What the task requires:
Print verbatim every line starting at the one that contains "indicate: stone lying on grass" and ending at the final line of the records; include both endpoints.

Location identification items:
----

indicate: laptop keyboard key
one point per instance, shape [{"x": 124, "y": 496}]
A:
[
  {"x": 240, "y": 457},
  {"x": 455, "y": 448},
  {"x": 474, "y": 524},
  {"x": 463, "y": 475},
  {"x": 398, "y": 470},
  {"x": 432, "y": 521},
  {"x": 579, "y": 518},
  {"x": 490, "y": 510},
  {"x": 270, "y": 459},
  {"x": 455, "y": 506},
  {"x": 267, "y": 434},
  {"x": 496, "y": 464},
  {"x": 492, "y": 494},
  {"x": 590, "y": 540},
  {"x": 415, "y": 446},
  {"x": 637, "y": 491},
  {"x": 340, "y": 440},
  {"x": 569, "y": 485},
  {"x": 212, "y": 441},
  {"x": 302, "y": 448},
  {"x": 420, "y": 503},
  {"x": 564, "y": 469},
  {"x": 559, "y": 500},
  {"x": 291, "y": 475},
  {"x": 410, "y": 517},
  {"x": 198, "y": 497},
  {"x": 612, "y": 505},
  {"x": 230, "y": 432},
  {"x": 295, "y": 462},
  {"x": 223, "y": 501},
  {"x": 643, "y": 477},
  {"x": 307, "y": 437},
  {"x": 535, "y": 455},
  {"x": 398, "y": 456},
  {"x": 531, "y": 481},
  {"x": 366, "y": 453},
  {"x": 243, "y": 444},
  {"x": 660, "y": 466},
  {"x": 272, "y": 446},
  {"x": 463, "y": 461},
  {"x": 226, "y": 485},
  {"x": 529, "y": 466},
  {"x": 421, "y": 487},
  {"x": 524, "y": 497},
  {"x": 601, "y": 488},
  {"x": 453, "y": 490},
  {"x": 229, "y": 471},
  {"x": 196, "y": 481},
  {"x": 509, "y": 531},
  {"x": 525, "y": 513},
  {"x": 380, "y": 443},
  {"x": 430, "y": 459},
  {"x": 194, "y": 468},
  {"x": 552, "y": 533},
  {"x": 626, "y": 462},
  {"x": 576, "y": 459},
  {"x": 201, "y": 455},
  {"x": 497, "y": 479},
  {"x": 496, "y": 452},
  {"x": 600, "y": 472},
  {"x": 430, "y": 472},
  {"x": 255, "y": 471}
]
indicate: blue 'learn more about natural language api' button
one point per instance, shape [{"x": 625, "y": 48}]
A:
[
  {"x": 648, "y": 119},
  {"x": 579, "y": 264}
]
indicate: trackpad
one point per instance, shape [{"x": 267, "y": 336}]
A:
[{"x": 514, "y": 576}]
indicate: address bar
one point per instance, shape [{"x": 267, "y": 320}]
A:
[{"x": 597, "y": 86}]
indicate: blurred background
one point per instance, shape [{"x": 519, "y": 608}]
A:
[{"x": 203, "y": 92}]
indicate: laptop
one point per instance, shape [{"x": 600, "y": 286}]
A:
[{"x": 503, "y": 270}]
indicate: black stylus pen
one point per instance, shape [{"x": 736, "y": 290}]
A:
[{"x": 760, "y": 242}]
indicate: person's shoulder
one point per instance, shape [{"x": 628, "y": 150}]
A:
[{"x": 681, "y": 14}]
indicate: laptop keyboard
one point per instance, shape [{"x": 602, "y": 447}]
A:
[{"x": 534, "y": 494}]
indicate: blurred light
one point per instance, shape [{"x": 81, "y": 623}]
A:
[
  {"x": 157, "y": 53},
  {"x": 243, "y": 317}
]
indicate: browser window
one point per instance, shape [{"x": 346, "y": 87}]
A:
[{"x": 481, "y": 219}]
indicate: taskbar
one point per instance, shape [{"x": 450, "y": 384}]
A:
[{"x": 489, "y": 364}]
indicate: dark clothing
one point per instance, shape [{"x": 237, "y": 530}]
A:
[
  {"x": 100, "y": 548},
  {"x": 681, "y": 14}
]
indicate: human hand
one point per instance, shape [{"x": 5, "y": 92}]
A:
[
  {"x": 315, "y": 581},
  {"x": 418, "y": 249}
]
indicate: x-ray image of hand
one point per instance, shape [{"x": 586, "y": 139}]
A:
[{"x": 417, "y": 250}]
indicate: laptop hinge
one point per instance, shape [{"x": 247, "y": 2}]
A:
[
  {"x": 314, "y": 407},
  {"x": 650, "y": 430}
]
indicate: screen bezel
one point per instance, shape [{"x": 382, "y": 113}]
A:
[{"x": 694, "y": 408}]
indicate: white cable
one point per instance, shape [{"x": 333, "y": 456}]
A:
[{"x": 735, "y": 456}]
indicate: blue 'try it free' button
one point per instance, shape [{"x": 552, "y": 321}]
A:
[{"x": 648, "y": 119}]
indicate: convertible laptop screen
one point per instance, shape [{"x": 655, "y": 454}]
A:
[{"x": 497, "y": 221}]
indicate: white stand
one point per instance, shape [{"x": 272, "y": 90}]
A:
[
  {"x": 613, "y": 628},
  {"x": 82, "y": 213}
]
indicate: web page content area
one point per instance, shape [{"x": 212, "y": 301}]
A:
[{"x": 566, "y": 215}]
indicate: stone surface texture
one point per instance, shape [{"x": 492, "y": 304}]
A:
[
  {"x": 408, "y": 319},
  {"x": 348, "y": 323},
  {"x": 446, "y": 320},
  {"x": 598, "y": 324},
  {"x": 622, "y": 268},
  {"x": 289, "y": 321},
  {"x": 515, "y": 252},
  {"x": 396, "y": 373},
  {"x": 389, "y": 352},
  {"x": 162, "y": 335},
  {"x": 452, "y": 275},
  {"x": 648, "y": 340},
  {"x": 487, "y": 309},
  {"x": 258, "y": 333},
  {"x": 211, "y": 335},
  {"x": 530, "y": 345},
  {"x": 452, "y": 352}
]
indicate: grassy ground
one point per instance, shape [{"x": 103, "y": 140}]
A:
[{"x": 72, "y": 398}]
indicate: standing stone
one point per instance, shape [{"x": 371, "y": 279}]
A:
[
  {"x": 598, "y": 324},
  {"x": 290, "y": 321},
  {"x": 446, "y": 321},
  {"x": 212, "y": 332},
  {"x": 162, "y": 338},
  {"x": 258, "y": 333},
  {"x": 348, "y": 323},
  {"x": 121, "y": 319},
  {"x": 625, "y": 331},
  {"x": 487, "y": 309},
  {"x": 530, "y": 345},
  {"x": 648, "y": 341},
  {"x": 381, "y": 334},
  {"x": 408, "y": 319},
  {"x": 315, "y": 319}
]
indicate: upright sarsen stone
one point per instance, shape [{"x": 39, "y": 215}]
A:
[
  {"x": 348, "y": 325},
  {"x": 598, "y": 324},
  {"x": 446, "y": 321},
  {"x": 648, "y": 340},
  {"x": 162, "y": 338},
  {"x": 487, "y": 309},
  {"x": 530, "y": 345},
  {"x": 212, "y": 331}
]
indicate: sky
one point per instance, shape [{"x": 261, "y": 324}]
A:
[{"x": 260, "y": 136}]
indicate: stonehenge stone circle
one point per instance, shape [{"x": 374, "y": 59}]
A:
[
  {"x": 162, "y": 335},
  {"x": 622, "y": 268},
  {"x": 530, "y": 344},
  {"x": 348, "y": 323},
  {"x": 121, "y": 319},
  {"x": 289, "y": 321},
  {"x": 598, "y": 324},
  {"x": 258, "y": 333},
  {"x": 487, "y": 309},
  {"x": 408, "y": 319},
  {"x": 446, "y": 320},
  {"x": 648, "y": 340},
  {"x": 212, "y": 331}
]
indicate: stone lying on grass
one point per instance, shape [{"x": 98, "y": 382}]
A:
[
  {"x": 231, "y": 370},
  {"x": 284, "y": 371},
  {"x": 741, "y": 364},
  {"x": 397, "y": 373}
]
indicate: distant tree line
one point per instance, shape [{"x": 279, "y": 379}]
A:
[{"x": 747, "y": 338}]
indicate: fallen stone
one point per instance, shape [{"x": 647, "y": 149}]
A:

----

Answer to the exercise:
indicate: stone lying on grass
one point per instance, shape [{"x": 98, "y": 382}]
A:
[
  {"x": 231, "y": 370},
  {"x": 284, "y": 371},
  {"x": 741, "y": 364},
  {"x": 397, "y": 373}
]
indicate: distant tree line
one point per instance, shape [{"x": 279, "y": 379}]
A:
[{"x": 747, "y": 338}]
indicate: fallen stone
one point per instance, shape [{"x": 647, "y": 149}]
A:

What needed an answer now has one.